▼▼▼

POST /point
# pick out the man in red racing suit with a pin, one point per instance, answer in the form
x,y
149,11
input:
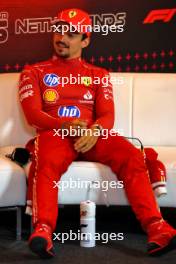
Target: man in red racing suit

▲▲▲

* **EXERCISE INSTRUCTIONS**
Across the material, count every line that holds "suit" and state only how many there are.

* **REPLY**
2